Lloyd Evans Lloyd Evans

The not so beautiful game

issue 26 March 2005

Same rubbish, new wrapper. This is the criticism usually levelled at those big bad soccer clubs who put out a new kit every season with minor alterations. Where the clubs lead, the publishers follow. David Winner, the author of this rambling and incoherent discussion of the national game, is a theoriser so prolific that he can prove his case on one page and refute it a few paragraphs later. To show that English football is bloodier than the continental game he quotes the Frenchman Robert Pires: ‘Some of the tackles are like rugby. People will run you over.’ A little further on we hear that Ravanelli and Zola came from Italy and ‘enjoyed English sportsmanship, the relaxed atmosphere, and the huge amount of space they had to play in’.

[RECORD EXTRACTS]

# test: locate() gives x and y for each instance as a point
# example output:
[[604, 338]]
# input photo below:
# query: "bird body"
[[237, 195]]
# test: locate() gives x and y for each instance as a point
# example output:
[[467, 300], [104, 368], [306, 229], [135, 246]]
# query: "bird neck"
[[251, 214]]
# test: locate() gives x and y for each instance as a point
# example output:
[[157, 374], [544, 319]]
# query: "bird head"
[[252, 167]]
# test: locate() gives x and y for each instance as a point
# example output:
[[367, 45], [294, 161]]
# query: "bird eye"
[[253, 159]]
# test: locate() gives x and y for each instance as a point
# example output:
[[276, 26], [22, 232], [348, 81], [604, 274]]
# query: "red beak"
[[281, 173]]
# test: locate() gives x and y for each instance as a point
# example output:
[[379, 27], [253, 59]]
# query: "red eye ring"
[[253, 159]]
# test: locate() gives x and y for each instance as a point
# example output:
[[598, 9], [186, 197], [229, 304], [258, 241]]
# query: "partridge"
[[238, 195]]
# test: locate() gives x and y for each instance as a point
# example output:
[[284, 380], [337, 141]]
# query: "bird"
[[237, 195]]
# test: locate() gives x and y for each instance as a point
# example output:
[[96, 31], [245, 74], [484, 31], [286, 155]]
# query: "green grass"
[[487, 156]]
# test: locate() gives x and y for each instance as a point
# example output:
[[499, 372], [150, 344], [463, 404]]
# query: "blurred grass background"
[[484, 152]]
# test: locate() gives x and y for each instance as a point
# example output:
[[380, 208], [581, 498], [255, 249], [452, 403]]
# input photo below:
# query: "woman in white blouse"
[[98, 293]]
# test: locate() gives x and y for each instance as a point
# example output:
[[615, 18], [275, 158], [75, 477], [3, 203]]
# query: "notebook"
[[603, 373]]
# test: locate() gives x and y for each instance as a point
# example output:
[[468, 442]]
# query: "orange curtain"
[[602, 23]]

[WORK TO COMPLETE]
- A) Quote the football book review word for word, beginning at the words "issue 26 March 2005" and stopping after "to play in’.".
- B) Continue the football book review from its last sentence.

[RESPONSES BY TASK]
- A)
issue 26 March 2005

Same rubbish, new wrapper. This is the criticism usually levelled at those big bad soccer clubs who put out a new kit every season with minor alterations. Where the clubs lead, the publishers follow. David Winner, the author of this rambling and incoherent discussion of the national game, is a theoriser so prolific that he can prove his case on one page and refute it a few paragraphs later. To show that English football is bloodier than the continental game he quotes the Frenchman Robert Pires: ‘Some of the tackles are like rugby. People will run you over.’ A little further on we hear that Ravanelli and Zola came from Italy and ‘enjoyed English sportsmanship, the relaxed atmosphere, and the huge amount of space they had to play in’.

- B)
Winner is captivated by the idea that football of old was a sport played by gentlemanly heroes. Nat Lofthouse is offered as the embodiment of these ancient virtues, and the enumeration of his saintly deeds includes the story of his attempt to score during the 1958 cup final by shoulder-charging the Man U keeper across the line. Hardly fair play. Yet the goal was given. The saga of Dixie Dean contributes further conflicting evidence. At 17 young Dixie was brutally hacked down while appearing for Tranmere reserves. His ruptured testicle had to be removed by surgeons. Years later, after a glittering career, Dixie was sitting in a Chester pub when a stranger passed him a pint of beer. He recognised his old assailant, went across and introduced himself. Dixie recalls, ‘I done his face up and they took him to the hospital so we’re evens.’ Clearly footballers are as selfish, vain and violent as ever, and sports writers as sentimental and dogmatic.

With hooliganism Winner is on to another loser.